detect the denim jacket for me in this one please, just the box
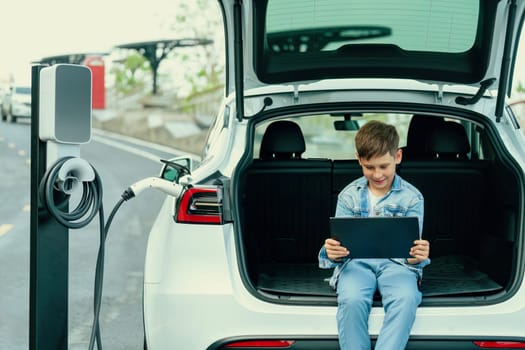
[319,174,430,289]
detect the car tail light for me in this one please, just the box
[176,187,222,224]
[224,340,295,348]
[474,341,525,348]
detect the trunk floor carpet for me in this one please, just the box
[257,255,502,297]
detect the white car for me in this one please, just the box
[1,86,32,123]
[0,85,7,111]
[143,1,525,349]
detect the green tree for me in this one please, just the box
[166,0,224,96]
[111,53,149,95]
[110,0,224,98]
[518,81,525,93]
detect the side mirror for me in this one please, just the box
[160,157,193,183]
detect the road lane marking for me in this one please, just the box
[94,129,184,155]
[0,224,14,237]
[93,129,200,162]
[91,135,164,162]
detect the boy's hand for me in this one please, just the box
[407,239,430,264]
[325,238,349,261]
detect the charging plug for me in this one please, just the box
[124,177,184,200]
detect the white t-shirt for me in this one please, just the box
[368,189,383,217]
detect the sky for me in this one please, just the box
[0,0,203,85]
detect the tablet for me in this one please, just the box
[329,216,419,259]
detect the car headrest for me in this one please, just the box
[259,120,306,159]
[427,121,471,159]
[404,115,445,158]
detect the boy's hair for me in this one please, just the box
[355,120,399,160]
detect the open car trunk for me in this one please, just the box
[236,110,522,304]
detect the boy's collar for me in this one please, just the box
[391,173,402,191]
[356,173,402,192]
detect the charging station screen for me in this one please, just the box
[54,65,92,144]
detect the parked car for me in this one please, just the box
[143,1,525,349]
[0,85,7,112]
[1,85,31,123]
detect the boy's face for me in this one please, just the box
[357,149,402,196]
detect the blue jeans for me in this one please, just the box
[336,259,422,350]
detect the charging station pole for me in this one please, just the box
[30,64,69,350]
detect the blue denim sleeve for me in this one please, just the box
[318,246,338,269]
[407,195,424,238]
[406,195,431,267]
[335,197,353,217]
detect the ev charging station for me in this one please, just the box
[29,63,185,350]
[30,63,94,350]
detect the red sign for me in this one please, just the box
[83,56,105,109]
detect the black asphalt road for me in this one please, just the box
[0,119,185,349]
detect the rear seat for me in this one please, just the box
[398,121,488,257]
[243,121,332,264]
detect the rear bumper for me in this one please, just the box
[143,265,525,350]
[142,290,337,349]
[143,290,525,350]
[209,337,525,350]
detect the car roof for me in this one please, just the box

■ ■ ■ ■ ■

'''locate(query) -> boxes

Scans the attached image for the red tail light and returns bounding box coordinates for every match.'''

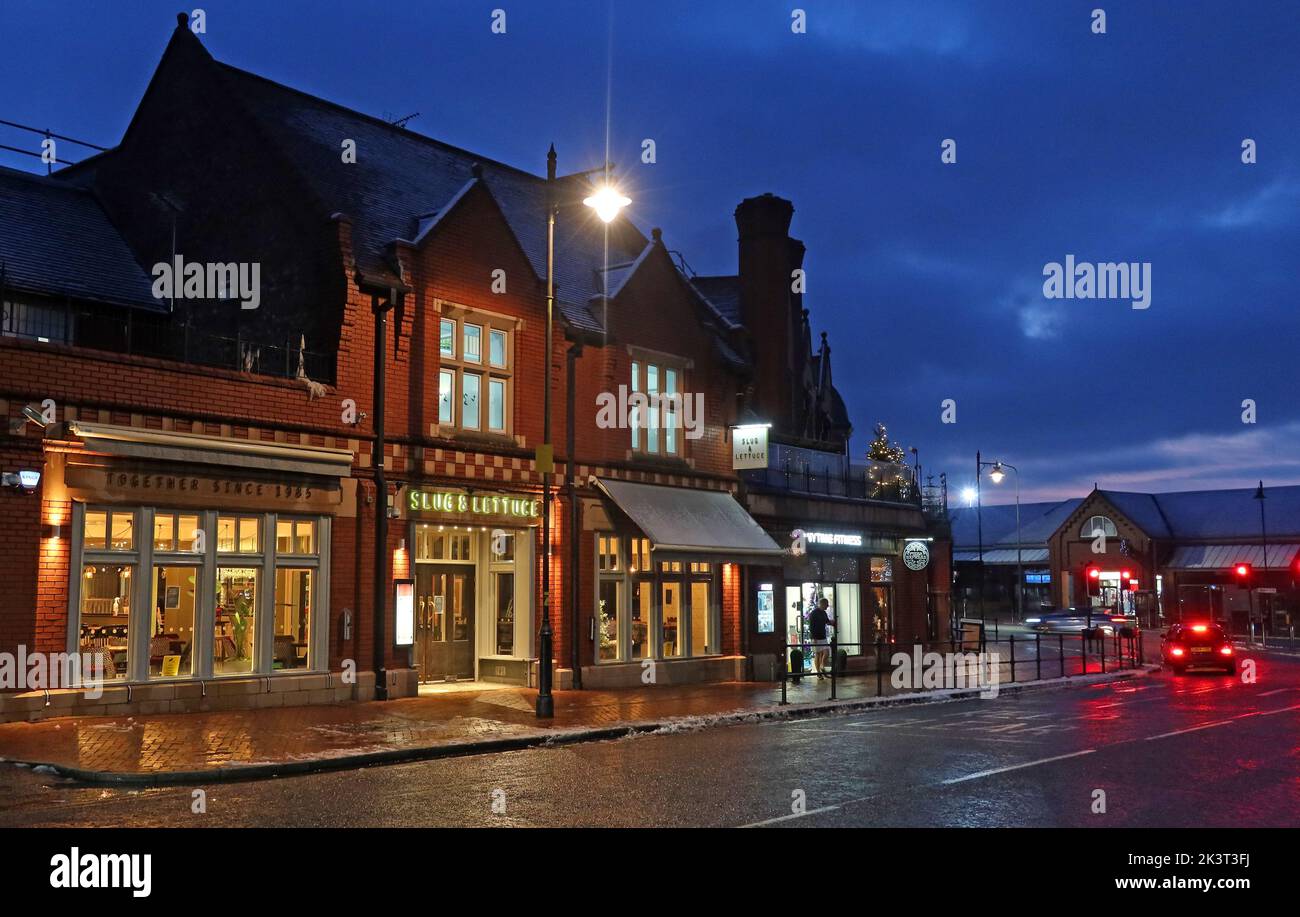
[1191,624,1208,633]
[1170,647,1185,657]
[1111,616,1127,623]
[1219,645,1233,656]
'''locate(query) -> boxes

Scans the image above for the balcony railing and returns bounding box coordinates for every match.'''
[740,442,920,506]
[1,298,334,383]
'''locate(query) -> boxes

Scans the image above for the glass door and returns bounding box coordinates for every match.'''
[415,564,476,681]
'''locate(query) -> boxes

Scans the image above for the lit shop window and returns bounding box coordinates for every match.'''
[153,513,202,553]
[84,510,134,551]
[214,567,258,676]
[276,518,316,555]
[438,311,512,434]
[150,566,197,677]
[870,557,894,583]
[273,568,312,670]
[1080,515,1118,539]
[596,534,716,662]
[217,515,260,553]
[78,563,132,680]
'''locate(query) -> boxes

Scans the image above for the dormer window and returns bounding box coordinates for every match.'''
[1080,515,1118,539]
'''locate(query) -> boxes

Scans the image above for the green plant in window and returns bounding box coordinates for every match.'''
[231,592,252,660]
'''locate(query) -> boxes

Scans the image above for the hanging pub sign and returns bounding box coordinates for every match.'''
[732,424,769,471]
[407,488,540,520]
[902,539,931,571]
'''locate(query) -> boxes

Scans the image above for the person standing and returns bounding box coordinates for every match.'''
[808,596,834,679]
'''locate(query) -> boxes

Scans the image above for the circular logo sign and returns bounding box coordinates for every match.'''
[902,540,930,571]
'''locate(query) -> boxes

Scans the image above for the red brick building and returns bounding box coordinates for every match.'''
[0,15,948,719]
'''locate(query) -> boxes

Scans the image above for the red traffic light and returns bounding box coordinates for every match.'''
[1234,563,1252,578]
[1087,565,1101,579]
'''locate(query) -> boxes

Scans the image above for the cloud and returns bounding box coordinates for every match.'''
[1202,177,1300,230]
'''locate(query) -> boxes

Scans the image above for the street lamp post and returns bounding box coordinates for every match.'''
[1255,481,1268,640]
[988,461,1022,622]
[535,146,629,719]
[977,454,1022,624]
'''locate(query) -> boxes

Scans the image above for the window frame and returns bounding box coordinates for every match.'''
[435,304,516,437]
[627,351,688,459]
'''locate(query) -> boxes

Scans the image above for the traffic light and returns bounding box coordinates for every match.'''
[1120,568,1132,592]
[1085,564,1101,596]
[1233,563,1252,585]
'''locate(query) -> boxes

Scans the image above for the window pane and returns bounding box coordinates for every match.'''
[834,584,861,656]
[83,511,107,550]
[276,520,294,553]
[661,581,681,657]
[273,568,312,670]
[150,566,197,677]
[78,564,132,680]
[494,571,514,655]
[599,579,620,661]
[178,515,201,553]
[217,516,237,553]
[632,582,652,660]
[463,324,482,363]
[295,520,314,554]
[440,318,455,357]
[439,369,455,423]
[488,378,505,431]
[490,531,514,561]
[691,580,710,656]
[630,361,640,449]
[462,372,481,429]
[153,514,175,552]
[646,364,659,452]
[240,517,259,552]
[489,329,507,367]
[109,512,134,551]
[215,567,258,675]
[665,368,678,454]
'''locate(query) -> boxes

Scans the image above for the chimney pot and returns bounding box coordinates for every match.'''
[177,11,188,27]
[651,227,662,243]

■ ■ ■ ■ ■

# [Problem]
Only the lines from the one containing "detect the red" through the one containing "detect the car roof" are to be retyped, both boundary lines included, with no other material.

# [Answer space]
detect the red sign for me in this one please, just the box
[83,56,105,109]
detect the black asphalt road for me in this one please, just the box
[0,119,185,349]
detect the rear seat for me in this one please, just the box
[398,121,488,257]
[243,121,332,264]
detect the rear bumper for me in this one please, just the box
[143,265,525,350]
[142,290,337,349]
[143,290,525,350]
[209,337,525,350]
detect the car roof for me in this one please, just the box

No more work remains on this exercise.